**Reading text**
Finally, in FY 2001 the government sector also reduced its borrowings by Rs47 billion, whereas the private sector increased its borrowings by Rs54 billion. Thus, the strategy is to create more room for private sector in bank credit. As of FY 2001, private sector accounted for 71 per cent of all bank advances, the public sector enterprises had 10 per cent, the government had 9 per cent, and the personal loans amounted to 9 per cent of the total. The good news is that it seems that the private sector financing needs are going to be the main market for bank credit, the not so good news is that the amount of bank credit is not going to be sufficient to fully satisfy the private sector. The banking system role as an allocator of resources is highly biased in favour of the urbanized economy and geared to serving the needs of the larger corporate customer. The centralized banking system has largely ignored rural credit or the SME credit, which remains a very small component of its overall credit portfolio.

**Record set**

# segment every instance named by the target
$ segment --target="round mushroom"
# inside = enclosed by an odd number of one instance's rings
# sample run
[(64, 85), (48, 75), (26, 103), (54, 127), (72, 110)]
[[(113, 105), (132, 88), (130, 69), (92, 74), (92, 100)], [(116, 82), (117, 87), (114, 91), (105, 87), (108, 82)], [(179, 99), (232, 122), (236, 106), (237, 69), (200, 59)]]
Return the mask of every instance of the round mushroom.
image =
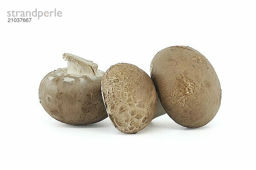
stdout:
[(102, 97), (114, 126), (125, 133), (144, 129), (154, 117), (156, 90), (143, 70), (130, 64), (112, 65), (102, 80)]
[(93, 62), (68, 53), (67, 68), (48, 73), (39, 86), (39, 99), (47, 113), (63, 123), (79, 125), (108, 117), (101, 95), (104, 72)]
[(168, 47), (154, 56), (151, 78), (169, 116), (188, 128), (204, 125), (219, 108), (221, 90), (208, 60), (192, 48)]

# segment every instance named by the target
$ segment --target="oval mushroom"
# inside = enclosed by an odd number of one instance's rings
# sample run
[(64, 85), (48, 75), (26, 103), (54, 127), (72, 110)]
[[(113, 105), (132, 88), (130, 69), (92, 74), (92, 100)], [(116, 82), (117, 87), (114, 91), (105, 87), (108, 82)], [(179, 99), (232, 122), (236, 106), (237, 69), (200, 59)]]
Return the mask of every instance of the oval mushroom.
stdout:
[(68, 53), (67, 68), (48, 73), (39, 86), (42, 106), (52, 117), (71, 125), (97, 122), (108, 117), (101, 95), (104, 72), (93, 62)]
[(144, 129), (155, 115), (157, 93), (150, 77), (134, 65), (112, 65), (102, 80), (102, 97), (114, 126), (126, 133)]
[(219, 81), (210, 62), (197, 51), (183, 46), (164, 48), (153, 59), (150, 72), (163, 108), (178, 124), (200, 127), (217, 113)]

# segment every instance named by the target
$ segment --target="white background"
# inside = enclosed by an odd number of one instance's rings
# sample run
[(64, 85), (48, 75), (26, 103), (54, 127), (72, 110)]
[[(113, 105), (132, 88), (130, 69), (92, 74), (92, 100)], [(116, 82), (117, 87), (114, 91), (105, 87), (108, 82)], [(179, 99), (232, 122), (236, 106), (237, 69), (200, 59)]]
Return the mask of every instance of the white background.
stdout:
[[(254, 1), (6, 1), (0, 7), (0, 169), (255, 169)], [(63, 16), (7, 23), (8, 11), (36, 8), (56, 8)], [(127, 135), (108, 118), (61, 123), (39, 103), (40, 82), (67, 67), (64, 52), (104, 71), (128, 62), (149, 74), (154, 55), (175, 45), (201, 52), (219, 79), (221, 107), (204, 127), (183, 128), (165, 115)]]

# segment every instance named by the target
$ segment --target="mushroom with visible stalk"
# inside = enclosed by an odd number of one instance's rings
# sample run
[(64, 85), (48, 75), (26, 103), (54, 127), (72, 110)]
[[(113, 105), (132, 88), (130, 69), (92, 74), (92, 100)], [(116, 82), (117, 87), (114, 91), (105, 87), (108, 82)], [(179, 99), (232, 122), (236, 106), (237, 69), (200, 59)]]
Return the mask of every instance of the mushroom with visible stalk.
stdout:
[(175, 122), (198, 128), (215, 116), (221, 104), (220, 82), (198, 51), (184, 46), (164, 48), (153, 59), (150, 72), (160, 102)]
[(71, 125), (90, 124), (108, 117), (101, 91), (104, 72), (93, 62), (68, 53), (67, 68), (48, 73), (39, 86), (39, 99), (50, 116)]
[(114, 126), (125, 133), (144, 129), (154, 117), (157, 95), (150, 77), (137, 66), (112, 65), (102, 80), (102, 97)]

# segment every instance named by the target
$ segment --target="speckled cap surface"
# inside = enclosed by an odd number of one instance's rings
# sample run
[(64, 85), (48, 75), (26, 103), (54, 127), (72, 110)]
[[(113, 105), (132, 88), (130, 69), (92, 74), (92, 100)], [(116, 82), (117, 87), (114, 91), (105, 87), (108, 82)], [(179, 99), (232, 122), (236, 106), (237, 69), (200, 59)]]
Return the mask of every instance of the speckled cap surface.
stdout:
[(162, 50), (152, 60), (151, 75), (163, 108), (178, 124), (198, 128), (216, 115), (220, 82), (210, 62), (196, 50), (184, 46)]
[(103, 75), (102, 91), (107, 112), (118, 130), (135, 133), (154, 116), (157, 95), (150, 77), (134, 65), (119, 63)]

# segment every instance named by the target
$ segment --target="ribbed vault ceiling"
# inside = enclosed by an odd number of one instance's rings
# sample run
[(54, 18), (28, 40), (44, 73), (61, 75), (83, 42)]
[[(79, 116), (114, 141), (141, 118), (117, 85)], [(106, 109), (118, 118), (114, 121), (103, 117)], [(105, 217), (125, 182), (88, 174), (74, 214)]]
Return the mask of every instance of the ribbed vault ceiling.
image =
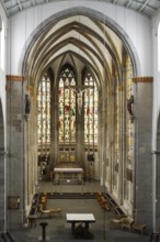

**The tasks**
#1 In the passage on bank credit, what share of all bank advances did the private sector account for as of FY 2001?
#2 Proceed with the passage on bank credit, picking up after its final sentence.

**Set of answers**
#1 71 per cent

#2
Thus large segments of the economy remain outside its coverage. The growth of the banking sector is also being curtailed by the presence of the National Saving Schemes through which the government is siphoning off the long-term funds in the country. It is estimated that the government mops up roughly Rs150 to Rs200 billion per year through the National Saving Schemes and its other financial instruments, an amount far larger than the credit created through the banking system. While the government may protect private sector share of the domestic banking credit by restricting the public sector borrowing from the banking system, it will continue to dominate the non-banking money and the capital markets through its saving schemes.
If the banking industry has to play a meaningful role in industrial development, it has to expand its coverage to all sectors of the economy, both rural and urban. It also has to develop procedures to cost effectively, serve the small and medium enterprises which are expected to play the dominant role in our development, and create jobs. The scope for the expansion of banking industry is unlimited provided it innovates and creates new sources of investment for the national development.